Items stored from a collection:
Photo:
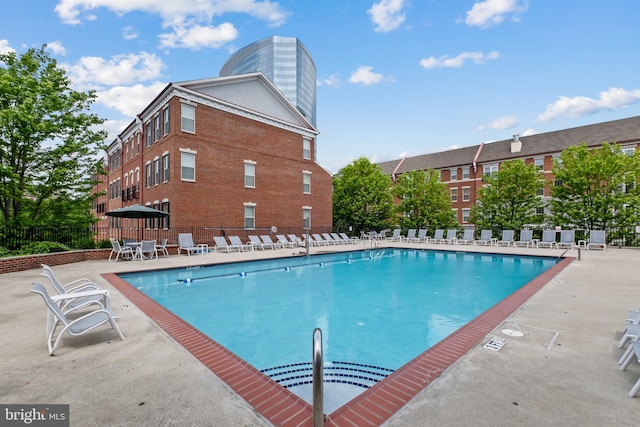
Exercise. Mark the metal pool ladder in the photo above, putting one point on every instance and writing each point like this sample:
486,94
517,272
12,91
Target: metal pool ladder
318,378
==
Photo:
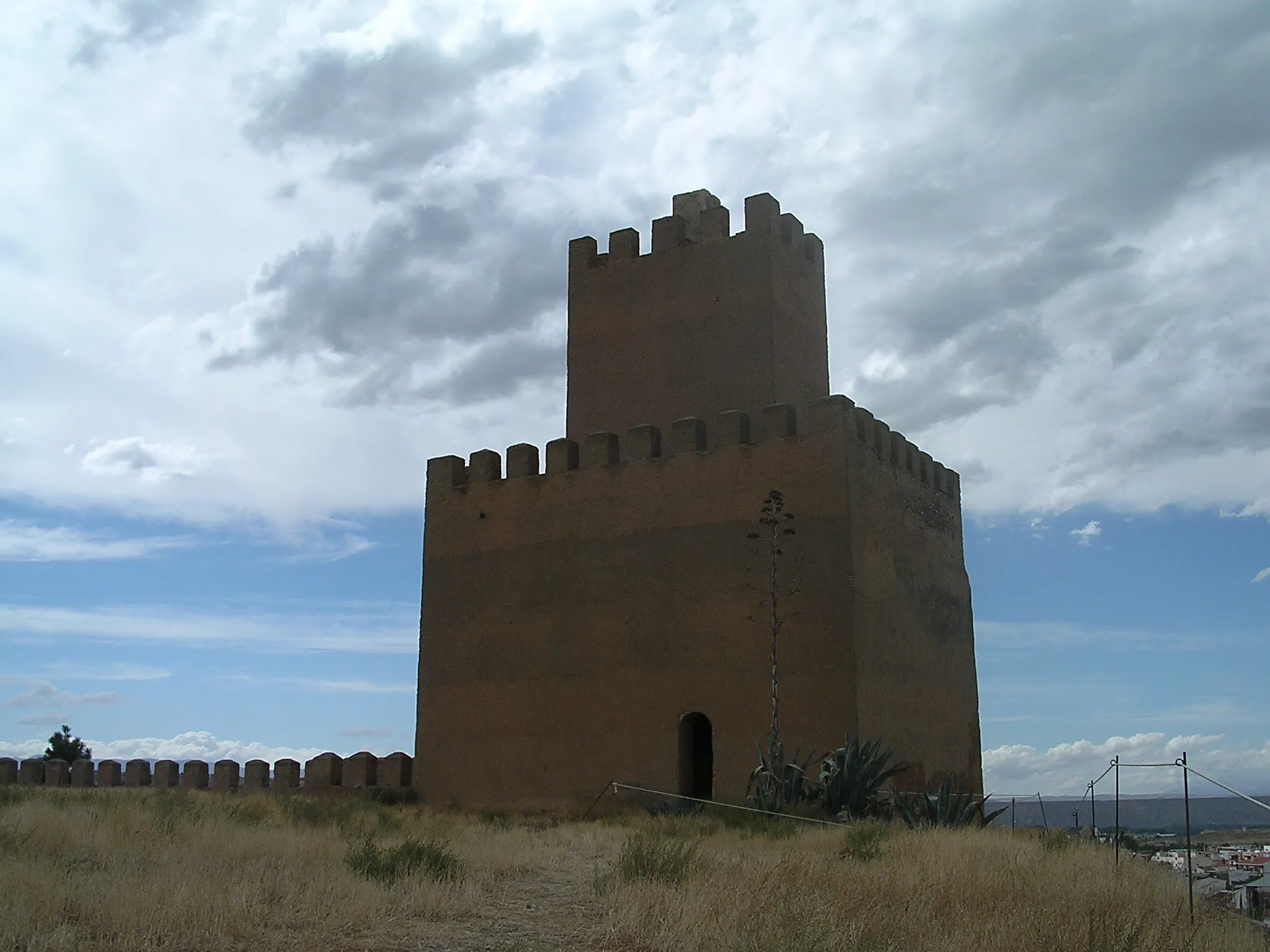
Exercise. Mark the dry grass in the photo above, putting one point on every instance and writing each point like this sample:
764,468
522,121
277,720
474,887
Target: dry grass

- _Work to be completed_: Show each line of the records that contains the string "every". Treat uppercase and lowercase as distinct.

- _Problem solution_:
Exercise. Mark the metal pool ladder in the photo above, putting one point on every instance and writing each point like this sample:
Exercise. Mark the dry grass in the photo above, putting one point on every instance and writing each point like this sample:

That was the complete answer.